● TEXT UNDER STUDY:
You’ve seen the headlines: Higher education in this country is under attack, and in many ways, Utah’s institutions are on the front lines.
If you graduated from a Utah public university or college before 2020, consider yourself fortunate. Starting with the coronavirus pandemic and continuing with strong-armed mandates by the ever-meddling Utah Legislature, life on campus has suffered in myriad ways.
COVID-19 forced instruction online and out of classrooms, labs, libraries and study halls. We’ve never recovered from that necessary transition to virtual college. Online is just too convenient.
State lawmakers and their lackeys at the Utah System of Higher Education (USHE) are another matter altogether. They just can’t leave alone an educational system that has been phenomenally successful for generations. And they’ve used budget cuts as the cudgel to exert their red state makeover.
The damage these mandates have done to college campuses would fill far more than a brief editorial but, as an educator, let me share some of the lowlights.
As students return to campus they’ll find far fewer international students (thanks to President Donald Trump’s disdain for most foreigners and their fear of ICE), frozen research grants (defunding everything from climate to cancer to community research), closed cultural centers (some, like the University of Utah’s Women’s Resource Center, have been around for more than 50 years), shrunken general education opportunities (who needs the liberal arts?) and hundreds of departments closed, majors and minors cancelled and faculty careers cut short (they were deemed “inefficient” in USHE parlance).
My own university — Weber State — is “pioneering a three-year bachelor’s degree” as part of the Legislature’s push to graduate students faster and cheaper, which, despite defending the humanities, even The Salt Lake Tribune’s editorial board seems to support. Bachelor’s degrees have been 120 or more credit hours for more than a century. Cutting one-fourth of a student’s coursework usually comes from general education requirements, electives and no longer requiring a minor.

● REQUIREMENT 1:
According to the editorial, how many credit hours have bachelor's degrees required for more than a century?
● REQUIREMENT 2:
Please explain the reason the editorial gives for students returning to campus finding far fewer international students.

[Point-per-instance localization data]
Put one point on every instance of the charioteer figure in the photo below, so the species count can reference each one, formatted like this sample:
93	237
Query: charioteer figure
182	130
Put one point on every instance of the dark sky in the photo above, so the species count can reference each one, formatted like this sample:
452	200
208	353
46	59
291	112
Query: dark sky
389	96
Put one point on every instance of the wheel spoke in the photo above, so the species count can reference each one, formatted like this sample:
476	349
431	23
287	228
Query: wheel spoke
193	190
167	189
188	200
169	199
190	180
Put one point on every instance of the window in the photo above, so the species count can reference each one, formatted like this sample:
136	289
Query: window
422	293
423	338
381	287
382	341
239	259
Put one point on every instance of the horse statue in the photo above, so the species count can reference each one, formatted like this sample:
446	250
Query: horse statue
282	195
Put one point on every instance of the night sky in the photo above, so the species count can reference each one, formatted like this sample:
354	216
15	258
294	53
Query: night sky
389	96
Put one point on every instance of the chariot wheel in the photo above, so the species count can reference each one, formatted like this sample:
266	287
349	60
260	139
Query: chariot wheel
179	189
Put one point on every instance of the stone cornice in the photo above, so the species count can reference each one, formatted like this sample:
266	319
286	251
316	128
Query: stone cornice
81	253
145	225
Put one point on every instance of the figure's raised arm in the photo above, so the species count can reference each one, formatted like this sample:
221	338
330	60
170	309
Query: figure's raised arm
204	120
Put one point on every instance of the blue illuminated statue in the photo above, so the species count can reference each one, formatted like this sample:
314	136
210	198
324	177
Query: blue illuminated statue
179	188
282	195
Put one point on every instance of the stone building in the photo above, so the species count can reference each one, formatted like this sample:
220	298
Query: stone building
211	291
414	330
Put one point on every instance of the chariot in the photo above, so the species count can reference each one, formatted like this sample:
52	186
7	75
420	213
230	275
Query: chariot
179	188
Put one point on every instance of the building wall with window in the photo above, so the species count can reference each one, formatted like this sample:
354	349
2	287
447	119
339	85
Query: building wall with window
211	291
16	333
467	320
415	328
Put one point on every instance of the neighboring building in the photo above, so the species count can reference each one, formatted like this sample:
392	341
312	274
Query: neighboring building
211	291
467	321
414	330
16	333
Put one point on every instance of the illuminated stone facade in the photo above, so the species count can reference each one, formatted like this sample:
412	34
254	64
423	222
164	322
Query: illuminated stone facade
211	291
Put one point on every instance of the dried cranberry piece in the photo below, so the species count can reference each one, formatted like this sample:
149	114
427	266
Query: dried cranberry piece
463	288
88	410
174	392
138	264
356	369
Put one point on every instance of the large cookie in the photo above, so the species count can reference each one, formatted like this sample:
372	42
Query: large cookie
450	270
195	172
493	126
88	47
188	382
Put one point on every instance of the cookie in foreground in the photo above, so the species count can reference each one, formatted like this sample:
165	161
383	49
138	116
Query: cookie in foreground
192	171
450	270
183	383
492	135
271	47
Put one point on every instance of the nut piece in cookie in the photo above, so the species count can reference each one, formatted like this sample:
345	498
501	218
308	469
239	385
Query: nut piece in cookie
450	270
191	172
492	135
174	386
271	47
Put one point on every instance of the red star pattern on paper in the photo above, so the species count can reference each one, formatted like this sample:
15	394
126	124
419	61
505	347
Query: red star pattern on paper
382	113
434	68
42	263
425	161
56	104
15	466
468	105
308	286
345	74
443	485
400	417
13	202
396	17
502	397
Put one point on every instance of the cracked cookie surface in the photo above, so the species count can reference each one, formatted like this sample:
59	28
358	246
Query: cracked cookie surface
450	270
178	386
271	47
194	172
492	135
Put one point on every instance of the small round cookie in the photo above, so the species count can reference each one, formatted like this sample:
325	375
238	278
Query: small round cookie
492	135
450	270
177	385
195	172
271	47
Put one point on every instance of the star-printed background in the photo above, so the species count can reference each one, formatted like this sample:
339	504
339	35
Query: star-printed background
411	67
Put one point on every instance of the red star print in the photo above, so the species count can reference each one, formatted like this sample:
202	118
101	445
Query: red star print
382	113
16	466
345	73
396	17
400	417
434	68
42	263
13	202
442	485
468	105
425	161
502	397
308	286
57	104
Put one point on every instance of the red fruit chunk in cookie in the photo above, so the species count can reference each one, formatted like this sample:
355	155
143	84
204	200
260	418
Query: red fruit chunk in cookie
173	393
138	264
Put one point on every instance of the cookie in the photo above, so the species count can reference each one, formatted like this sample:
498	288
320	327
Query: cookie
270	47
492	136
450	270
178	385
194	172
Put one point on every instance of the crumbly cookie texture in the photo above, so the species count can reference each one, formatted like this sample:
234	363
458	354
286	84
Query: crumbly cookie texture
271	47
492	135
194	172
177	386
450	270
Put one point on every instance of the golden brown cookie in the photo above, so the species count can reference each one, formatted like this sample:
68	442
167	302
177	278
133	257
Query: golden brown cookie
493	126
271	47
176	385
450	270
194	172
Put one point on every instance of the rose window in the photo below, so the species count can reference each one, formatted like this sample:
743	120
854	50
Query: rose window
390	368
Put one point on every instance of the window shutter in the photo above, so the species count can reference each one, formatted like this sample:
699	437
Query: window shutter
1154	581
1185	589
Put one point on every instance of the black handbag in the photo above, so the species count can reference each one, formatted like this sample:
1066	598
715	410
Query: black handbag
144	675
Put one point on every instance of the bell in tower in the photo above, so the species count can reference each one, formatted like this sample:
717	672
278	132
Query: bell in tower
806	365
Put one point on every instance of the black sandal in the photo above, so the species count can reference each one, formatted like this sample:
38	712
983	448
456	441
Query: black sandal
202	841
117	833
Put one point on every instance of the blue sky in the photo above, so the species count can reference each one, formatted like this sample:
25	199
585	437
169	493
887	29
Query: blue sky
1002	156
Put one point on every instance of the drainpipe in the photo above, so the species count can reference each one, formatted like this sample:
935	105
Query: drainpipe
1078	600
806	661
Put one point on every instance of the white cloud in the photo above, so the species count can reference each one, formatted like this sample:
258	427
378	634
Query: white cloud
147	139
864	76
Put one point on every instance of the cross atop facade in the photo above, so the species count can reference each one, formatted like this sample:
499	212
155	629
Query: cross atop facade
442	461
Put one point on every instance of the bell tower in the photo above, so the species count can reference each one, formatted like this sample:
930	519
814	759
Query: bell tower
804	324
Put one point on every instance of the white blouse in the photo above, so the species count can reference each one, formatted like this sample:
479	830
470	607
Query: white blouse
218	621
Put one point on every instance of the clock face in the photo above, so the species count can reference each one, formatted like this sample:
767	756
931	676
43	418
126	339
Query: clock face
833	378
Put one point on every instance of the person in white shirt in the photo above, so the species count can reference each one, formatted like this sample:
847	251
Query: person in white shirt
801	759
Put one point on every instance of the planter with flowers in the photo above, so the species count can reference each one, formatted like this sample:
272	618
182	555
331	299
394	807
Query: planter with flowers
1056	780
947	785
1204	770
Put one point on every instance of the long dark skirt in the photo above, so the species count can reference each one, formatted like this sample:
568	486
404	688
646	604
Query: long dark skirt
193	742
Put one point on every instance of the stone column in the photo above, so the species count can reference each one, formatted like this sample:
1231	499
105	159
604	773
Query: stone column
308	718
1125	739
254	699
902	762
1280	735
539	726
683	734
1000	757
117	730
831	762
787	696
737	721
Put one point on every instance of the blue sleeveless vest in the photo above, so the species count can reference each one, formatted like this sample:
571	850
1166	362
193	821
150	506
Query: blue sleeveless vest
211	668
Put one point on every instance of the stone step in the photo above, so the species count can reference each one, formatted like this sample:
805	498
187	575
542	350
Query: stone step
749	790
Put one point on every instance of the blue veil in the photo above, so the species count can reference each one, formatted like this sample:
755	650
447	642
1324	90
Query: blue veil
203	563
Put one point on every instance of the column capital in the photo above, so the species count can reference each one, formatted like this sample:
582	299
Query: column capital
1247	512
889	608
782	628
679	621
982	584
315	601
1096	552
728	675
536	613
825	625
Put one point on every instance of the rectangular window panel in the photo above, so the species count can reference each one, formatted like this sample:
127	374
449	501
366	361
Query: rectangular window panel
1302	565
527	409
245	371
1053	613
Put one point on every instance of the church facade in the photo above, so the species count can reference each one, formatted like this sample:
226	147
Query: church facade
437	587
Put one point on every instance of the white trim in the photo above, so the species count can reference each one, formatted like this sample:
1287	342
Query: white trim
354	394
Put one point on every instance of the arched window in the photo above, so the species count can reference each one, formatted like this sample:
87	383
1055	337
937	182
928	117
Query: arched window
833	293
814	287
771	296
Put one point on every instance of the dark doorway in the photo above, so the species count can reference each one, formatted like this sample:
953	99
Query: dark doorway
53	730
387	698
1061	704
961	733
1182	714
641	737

● EXERCISE RESULT 1:
120 or more credit hours.

● EXERCISE RESULT 2:
The editorial attributes the decline to President Donald Trump's disdain for most foreigners and to those students' fear of ICE.